• DATA IN THIS EXERCISE:
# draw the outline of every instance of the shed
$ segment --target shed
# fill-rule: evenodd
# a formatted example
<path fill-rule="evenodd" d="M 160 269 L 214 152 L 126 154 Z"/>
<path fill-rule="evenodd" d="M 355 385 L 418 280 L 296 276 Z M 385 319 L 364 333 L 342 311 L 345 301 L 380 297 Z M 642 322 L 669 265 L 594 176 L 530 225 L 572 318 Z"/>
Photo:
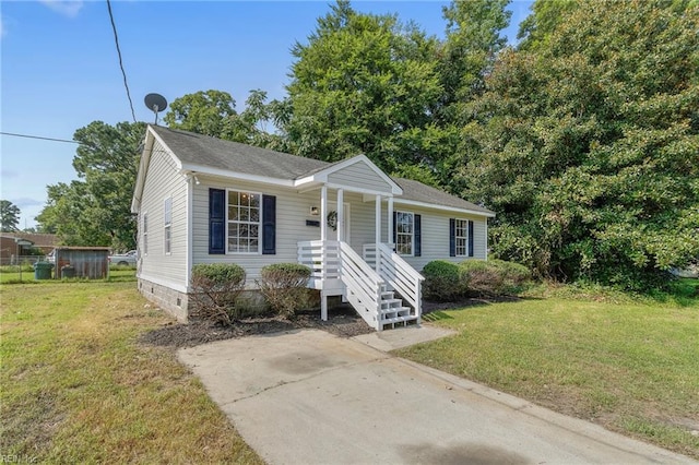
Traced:
<path fill-rule="evenodd" d="M 75 277 L 103 279 L 109 275 L 109 249 L 106 247 L 57 247 L 55 276 L 60 279 L 61 269 L 71 265 Z"/>

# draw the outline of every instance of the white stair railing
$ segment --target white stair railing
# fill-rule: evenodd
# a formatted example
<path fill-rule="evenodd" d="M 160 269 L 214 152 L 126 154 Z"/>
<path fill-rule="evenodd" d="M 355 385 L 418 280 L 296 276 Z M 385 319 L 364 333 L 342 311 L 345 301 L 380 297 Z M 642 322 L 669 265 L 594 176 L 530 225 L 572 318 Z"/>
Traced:
<path fill-rule="evenodd" d="M 325 279 L 339 279 L 340 243 L 335 240 L 300 241 L 298 242 L 298 263 L 311 270 L 311 284 L 321 284 Z"/>
<path fill-rule="evenodd" d="M 346 242 L 340 242 L 340 276 L 346 286 L 347 300 L 367 324 L 381 331 L 379 309 L 386 283 Z"/>
<path fill-rule="evenodd" d="M 379 310 L 386 282 L 346 242 L 309 240 L 298 242 L 298 263 L 311 270 L 309 287 L 345 295 L 357 313 L 375 330 L 381 330 Z M 329 294 L 334 295 L 334 294 Z"/>
<path fill-rule="evenodd" d="M 367 243 L 364 246 L 364 257 L 376 267 L 378 273 L 415 311 L 415 317 L 422 315 L 422 282 L 425 277 L 419 274 L 401 255 L 386 243 Z"/>

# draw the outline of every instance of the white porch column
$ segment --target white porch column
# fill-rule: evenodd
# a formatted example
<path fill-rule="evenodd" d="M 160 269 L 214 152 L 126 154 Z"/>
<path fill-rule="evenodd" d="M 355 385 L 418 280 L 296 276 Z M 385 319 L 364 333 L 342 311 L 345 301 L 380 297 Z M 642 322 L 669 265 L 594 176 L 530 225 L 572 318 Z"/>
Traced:
<path fill-rule="evenodd" d="M 328 240 L 328 187 L 320 188 L 320 240 Z"/>
<path fill-rule="evenodd" d="M 379 243 L 381 243 L 381 195 L 376 196 L 376 212 L 374 214 L 375 217 L 375 226 L 374 226 L 374 230 L 375 230 L 375 242 L 376 246 L 379 247 Z"/>
<path fill-rule="evenodd" d="M 376 243 L 375 254 L 375 267 L 377 273 L 381 270 L 381 253 L 379 252 L 379 245 L 381 243 L 381 195 L 376 196 L 375 200 L 376 210 L 374 213 L 374 237 Z"/>
<path fill-rule="evenodd" d="M 337 240 L 345 239 L 345 205 L 344 205 L 344 190 L 337 189 Z"/>
<path fill-rule="evenodd" d="M 320 278 L 322 281 L 322 286 L 325 286 L 325 265 L 328 263 L 328 258 L 325 257 L 325 241 L 328 240 L 328 187 L 323 186 L 320 188 L 320 240 L 322 240 L 320 257 L 322 262 L 322 271 L 320 273 Z M 328 321 L 328 295 L 325 294 L 325 289 L 321 289 L 320 291 L 320 319 L 322 321 Z"/>
<path fill-rule="evenodd" d="M 395 227 L 395 225 L 393 224 L 393 198 L 392 196 L 389 198 L 388 215 L 389 217 L 387 219 L 389 222 L 389 237 L 386 238 L 386 241 L 388 243 L 393 243 L 393 228 Z M 393 248 L 395 248 L 395 245 L 393 245 Z"/>
<path fill-rule="evenodd" d="M 474 229 L 474 235 L 475 235 L 475 229 L 476 228 L 474 227 L 473 229 Z M 474 249 L 476 247 L 475 240 L 473 241 L 473 247 L 474 247 Z M 475 253 L 474 253 L 474 255 L 475 255 Z M 487 217 L 485 218 L 485 261 L 486 262 L 488 261 L 488 218 Z"/>

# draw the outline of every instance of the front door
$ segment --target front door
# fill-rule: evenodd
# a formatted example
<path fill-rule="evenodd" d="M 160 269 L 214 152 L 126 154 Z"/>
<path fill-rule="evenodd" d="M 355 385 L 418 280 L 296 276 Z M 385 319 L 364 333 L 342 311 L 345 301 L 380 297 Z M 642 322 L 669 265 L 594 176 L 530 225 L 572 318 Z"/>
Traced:
<path fill-rule="evenodd" d="M 350 242 L 350 204 L 343 203 L 343 216 L 344 216 L 344 230 L 343 237 L 344 241 Z M 329 240 L 337 240 L 337 226 L 340 222 L 337 220 L 337 202 L 328 202 L 328 239 Z"/>

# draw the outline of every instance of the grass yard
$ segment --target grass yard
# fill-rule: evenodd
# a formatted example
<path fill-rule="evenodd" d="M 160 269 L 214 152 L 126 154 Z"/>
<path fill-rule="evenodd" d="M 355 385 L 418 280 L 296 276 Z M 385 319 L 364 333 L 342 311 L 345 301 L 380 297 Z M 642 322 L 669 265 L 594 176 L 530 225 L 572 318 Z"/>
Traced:
<path fill-rule="evenodd" d="M 132 273 L 132 272 L 131 272 Z M 32 463 L 252 463 L 133 283 L 2 285 L 0 453 Z"/>
<path fill-rule="evenodd" d="M 699 298 L 679 290 L 440 311 L 458 335 L 396 354 L 699 458 Z"/>

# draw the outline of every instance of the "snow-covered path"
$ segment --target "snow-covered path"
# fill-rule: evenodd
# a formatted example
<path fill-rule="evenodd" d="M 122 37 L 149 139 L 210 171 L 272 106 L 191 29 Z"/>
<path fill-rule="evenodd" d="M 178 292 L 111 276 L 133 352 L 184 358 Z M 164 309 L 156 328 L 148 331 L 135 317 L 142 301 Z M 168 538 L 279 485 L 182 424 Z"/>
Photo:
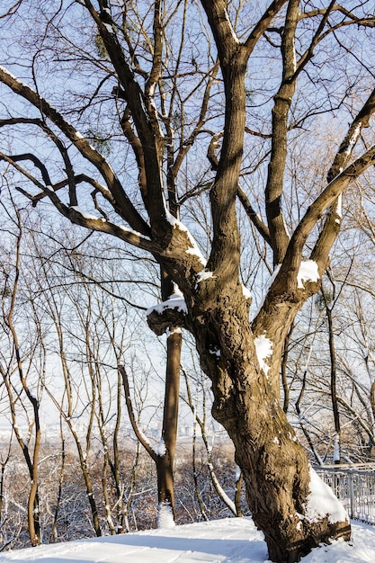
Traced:
<path fill-rule="evenodd" d="M 303 563 L 374 563 L 375 528 L 353 523 L 352 544 L 314 550 Z M 267 549 L 252 520 L 228 518 L 121 536 L 43 545 L 0 554 L 0 563 L 264 563 Z"/>

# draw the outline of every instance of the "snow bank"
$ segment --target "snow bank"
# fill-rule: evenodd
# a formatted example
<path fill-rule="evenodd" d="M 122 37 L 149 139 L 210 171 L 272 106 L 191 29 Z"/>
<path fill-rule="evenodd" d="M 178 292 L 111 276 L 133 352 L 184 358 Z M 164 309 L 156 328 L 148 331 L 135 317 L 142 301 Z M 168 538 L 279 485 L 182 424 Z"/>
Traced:
<path fill-rule="evenodd" d="M 309 522 L 317 522 L 326 516 L 328 516 L 331 523 L 349 520 L 345 509 L 334 495 L 332 488 L 310 467 L 310 494 L 306 504 L 305 518 Z"/>

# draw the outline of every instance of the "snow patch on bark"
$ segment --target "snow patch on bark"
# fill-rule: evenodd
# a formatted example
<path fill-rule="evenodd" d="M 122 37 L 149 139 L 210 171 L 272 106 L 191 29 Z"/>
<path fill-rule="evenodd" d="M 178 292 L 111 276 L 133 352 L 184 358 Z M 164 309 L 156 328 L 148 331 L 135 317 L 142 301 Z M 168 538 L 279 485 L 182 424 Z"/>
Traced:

• TASK:
Switch every "Traced" in the listing above to "Outlined" and write out all of its lines again with nothing else altered. Leave the pictures out.

• TASK RESPONSE:
# draw the outline of every instance of the shed
$ segment --target shed
# fill-rule: evenodd
# a formatted example
<path fill-rule="evenodd" d="M 160 269 L 214 152 L 126 154 Z"/>
<path fill-rule="evenodd" d="M 355 385 L 418 280 L 296 276 Z M 385 319 L 364 333 L 342 311 L 345 301 L 380 297 Z M 642 322 L 669 265 L 594 176 L 530 225 L 572 318 Z"/>
Photo:
Outlined:
<path fill-rule="evenodd" d="M 75 277 L 103 279 L 109 275 L 109 249 L 106 247 L 57 247 L 55 276 L 60 279 L 61 269 L 71 265 Z"/>

# draw the outline of every instance of the white stair railing
$ segment --target white stair railing
# fill-rule: evenodd
# a formatted example
<path fill-rule="evenodd" d="M 160 269 L 214 152 L 126 154 Z"/>
<path fill-rule="evenodd" d="M 355 385 L 418 280 L 296 276 Z M 385 319 L 364 333 L 342 311 L 345 301 L 380 297 Z M 642 322 L 669 265 L 594 176 L 530 225 L 572 318 Z"/>
Outlined:
<path fill-rule="evenodd" d="M 325 279 L 339 279 L 340 243 L 335 240 L 300 241 L 298 242 L 298 263 L 311 270 L 311 284 L 321 284 Z"/>
<path fill-rule="evenodd" d="M 346 242 L 340 242 L 340 276 L 346 286 L 347 300 L 367 324 L 381 331 L 379 309 L 386 283 Z"/>
<path fill-rule="evenodd" d="M 379 310 L 386 282 L 346 242 L 309 240 L 298 242 L 298 263 L 311 270 L 309 287 L 345 295 L 357 313 L 375 330 L 381 330 Z M 329 294 L 334 295 L 334 294 Z"/>
<path fill-rule="evenodd" d="M 367 243 L 364 246 L 364 257 L 376 267 L 378 273 L 415 311 L 415 317 L 422 315 L 422 282 L 425 277 L 419 274 L 401 255 L 386 243 Z"/>

# draw the outline of every instance of the white porch column
$ segment --target white porch column
# fill-rule: evenodd
# a formatted example
<path fill-rule="evenodd" d="M 160 269 L 214 152 L 126 154 Z"/>
<path fill-rule="evenodd" d="M 355 385 L 418 280 L 296 276 Z M 385 319 L 364 333 L 342 311 L 345 301 L 380 297 Z M 642 322 L 669 265 L 594 176 L 530 225 L 572 318 Z"/>
Outlined:
<path fill-rule="evenodd" d="M 328 240 L 328 187 L 320 188 L 320 240 Z"/>
<path fill-rule="evenodd" d="M 379 243 L 381 243 L 381 195 L 376 196 L 376 212 L 374 214 L 375 217 L 375 226 L 374 226 L 374 230 L 375 230 L 375 242 L 376 246 L 379 247 Z"/>
<path fill-rule="evenodd" d="M 376 243 L 375 254 L 375 267 L 377 273 L 381 270 L 381 253 L 379 252 L 379 245 L 381 243 L 381 195 L 376 196 L 375 200 L 376 210 L 374 213 L 374 237 Z"/>
<path fill-rule="evenodd" d="M 337 240 L 345 239 L 345 205 L 344 205 L 344 190 L 337 189 Z"/>
<path fill-rule="evenodd" d="M 320 278 L 322 281 L 322 286 L 325 286 L 325 265 L 328 263 L 328 258 L 325 257 L 325 241 L 328 240 L 328 187 L 323 186 L 320 188 L 320 240 L 322 240 L 320 257 L 322 262 L 322 271 L 320 273 Z M 328 321 L 328 295 L 325 294 L 325 289 L 321 289 L 320 291 L 320 319 L 322 321 Z"/>
<path fill-rule="evenodd" d="M 395 227 L 395 225 L 393 224 L 393 198 L 392 196 L 389 198 L 388 215 L 389 217 L 387 219 L 389 222 L 389 237 L 386 238 L 386 241 L 388 243 L 393 243 L 393 228 Z M 393 248 L 395 248 L 395 245 L 393 245 Z"/>
<path fill-rule="evenodd" d="M 474 229 L 474 235 L 475 235 L 475 229 L 476 228 L 474 227 L 473 229 Z M 474 249 L 476 247 L 475 240 L 473 241 L 473 247 L 474 247 Z M 475 253 L 474 253 L 474 255 L 475 255 Z M 487 217 L 485 218 L 485 261 L 486 262 L 488 261 L 488 218 Z"/>

# draw the outline of every instance of the front door
$ segment --target front door
# fill-rule: evenodd
# a formatted example
<path fill-rule="evenodd" d="M 160 269 L 214 152 L 126 154 Z"/>
<path fill-rule="evenodd" d="M 355 385 L 418 280 L 296 276 Z M 385 319 L 364 333 L 342 311 L 345 301 L 380 297 Z M 642 322 L 669 265 L 594 176 L 530 225 L 572 318 Z"/>
Outlined:
<path fill-rule="evenodd" d="M 350 242 L 350 204 L 343 203 L 343 216 L 344 216 L 344 230 L 343 237 L 344 241 Z M 329 240 L 337 240 L 337 226 L 340 222 L 337 220 L 337 202 L 328 202 L 328 239 Z"/>

# draw the outline of every instance of the grass yard
$ segment --target grass yard
# fill-rule: evenodd
# a formatted example
<path fill-rule="evenodd" d="M 160 269 L 214 152 L 126 154 Z"/>
<path fill-rule="evenodd" d="M 355 385 L 418 280 L 296 276 Z M 385 319 L 364 333 L 342 311 L 345 301 L 380 297 Z M 642 322 L 669 265 L 594 176 L 530 225 L 572 318 Z"/>
Outlined:
<path fill-rule="evenodd" d="M 132 273 L 132 272 L 131 272 Z M 32 463 L 252 463 L 133 283 L 2 285 L 0 453 Z"/>
<path fill-rule="evenodd" d="M 699 298 L 679 290 L 440 311 L 458 335 L 396 354 L 699 458 Z"/>

# draw the outline of every instance of the "snow-covered path"
$ segment --target "snow-covered path"
# fill-rule: evenodd
# a formatted example
<path fill-rule="evenodd" d="M 122 37 L 149 139 L 210 171 L 272 106 L 191 29 Z"/>
<path fill-rule="evenodd" d="M 178 292 L 111 276 L 133 352 L 184 358 Z M 164 309 L 156 328 L 148 331 L 135 317 L 142 301 Z M 168 538 L 279 485 L 182 424 Z"/>
Photo:
Outlined:
<path fill-rule="evenodd" d="M 303 563 L 374 563 L 375 528 L 353 523 L 352 544 L 314 550 Z M 267 549 L 252 520 L 228 518 L 121 536 L 43 545 L 0 554 L 0 563 L 264 563 Z"/>

# draw the outline of every instance of the "snow bank"
$ segment --target "snow bank"
# fill-rule: evenodd
# a formatted example
<path fill-rule="evenodd" d="M 122 37 L 149 139 L 210 171 L 272 106 L 191 29 Z"/>
<path fill-rule="evenodd" d="M 178 292 L 111 276 L 133 352 L 184 358 Z M 164 309 L 156 328 L 148 331 L 135 317 L 142 301 Z M 168 538 L 279 485 L 182 424 Z"/>
Outlined:
<path fill-rule="evenodd" d="M 309 522 L 317 522 L 326 516 L 328 516 L 331 523 L 349 520 L 345 509 L 334 495 L 332 488 L 310 467 L 310 494 L 306 504 L 305 518 Z"/>

# draw the outline of every instance of the "snow patch on bark"
$ segment --target "snow patch on bark"
# fill-rule: evenodd
# a formatted example
<path fill-rule="evenodd" d="M 122 37 L 149 139 L 210 171 L 272 106 L 191 29 Z"/>
<path fill-rule="evenodd" d="M 178 292 L 111 276 L 133 352 L 184 358 Z M 164 309 L 156 328 L 148 331 L 135 317 L 142 301 Z M 168 538 L 279 485 L 182 424 Z"/>
Outlined:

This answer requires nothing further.